[Outline labeling lines]
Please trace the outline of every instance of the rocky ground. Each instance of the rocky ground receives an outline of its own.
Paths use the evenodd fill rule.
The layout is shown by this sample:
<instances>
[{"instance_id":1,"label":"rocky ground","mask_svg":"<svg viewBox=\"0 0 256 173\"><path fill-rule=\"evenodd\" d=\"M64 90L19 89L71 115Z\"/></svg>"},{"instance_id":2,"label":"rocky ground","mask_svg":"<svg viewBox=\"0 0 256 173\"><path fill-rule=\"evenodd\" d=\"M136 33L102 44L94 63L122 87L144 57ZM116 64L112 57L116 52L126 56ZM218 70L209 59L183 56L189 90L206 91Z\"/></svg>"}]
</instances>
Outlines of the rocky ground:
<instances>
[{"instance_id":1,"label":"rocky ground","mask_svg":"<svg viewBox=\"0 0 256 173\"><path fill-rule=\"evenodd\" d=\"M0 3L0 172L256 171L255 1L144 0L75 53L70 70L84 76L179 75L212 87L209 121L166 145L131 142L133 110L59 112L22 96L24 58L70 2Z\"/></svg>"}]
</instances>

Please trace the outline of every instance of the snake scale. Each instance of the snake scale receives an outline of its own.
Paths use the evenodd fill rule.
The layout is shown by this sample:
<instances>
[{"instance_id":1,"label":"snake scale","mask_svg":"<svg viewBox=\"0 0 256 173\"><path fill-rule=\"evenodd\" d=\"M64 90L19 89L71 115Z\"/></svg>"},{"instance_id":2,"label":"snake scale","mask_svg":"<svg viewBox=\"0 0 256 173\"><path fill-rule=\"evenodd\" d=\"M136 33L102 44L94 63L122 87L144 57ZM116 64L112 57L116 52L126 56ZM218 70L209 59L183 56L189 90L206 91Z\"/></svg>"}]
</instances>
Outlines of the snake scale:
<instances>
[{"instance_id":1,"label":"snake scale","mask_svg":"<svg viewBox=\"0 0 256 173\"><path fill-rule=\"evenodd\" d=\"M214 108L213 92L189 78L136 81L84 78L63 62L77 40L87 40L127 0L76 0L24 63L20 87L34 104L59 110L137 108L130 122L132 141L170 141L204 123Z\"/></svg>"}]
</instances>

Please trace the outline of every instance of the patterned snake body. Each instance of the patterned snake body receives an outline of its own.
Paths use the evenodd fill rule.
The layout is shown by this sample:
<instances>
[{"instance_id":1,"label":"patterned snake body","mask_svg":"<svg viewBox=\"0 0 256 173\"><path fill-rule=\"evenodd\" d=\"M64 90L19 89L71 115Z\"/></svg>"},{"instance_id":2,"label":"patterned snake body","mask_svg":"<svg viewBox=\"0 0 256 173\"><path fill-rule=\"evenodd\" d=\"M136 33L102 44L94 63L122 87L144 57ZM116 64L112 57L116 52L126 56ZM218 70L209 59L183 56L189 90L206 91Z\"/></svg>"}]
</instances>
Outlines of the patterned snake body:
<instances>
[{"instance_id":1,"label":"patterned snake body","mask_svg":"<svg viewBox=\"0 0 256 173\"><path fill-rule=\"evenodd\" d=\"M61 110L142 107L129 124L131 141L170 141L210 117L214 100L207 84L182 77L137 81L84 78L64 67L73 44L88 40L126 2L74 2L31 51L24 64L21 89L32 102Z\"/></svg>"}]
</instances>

*Problem to solve*
Please output the stretch from the line containing "Please trace the outline of every instance of the patterned" through the end of the records, both ends included, as a Markdown table with the columns Row and Line. Number each line and leave out blank lines.

*Expected answer*
| Row | Line |
|---|---|
| 1 | Please trace the outline of every instance of the patterned snake body. Each instance of the patterned snake body receives an outline of its own. |
| 2 | Paths use the evenodd fill rule. |
| 3 | The layout is shown by this sample: |
| 4 | <instances> |
| 5 | [{"instance_id":1,"label":"patterned snake body","mask_svg":"<svg viewBox=\"0 0 256 173\"><path fill-rule=\"evenodd\" d=\"M64 90L19 89L71 115Z\"/></svg>"},{"instance_id":2,"label":"patterned snake body","mask_svg":"<svg viewBox=\"0 0 256 173\"><path fill-rule=\"evenodd\" d=\"M136 33L102 44L94 63L122 87L144 57ZM116 64L112 57L116 52L126 56ZM218 70L209 59L183 56L189 90L206 91Z\"/></svg>"}] |
| 6 | </instances> |
| 7 | Outlines of the patterned snake body: |
| 8 | <instances> |
| 9 | [{"instance_id":1,"label":"patterned snake body","mask_svg":"<svg viewBox=\"0 0 256 173\"><path fill-rule=\"evenodd\" d=\"M61 110L142 107L129 124L131 141L170 141L210 117L214 100L207 84L182 77L137 81L84 78L64 67L73 44L88 40L126 2L74 2L31 51L24 64L21 89L32 102Z\"/></svg>"}] |
| 10 | </instances> |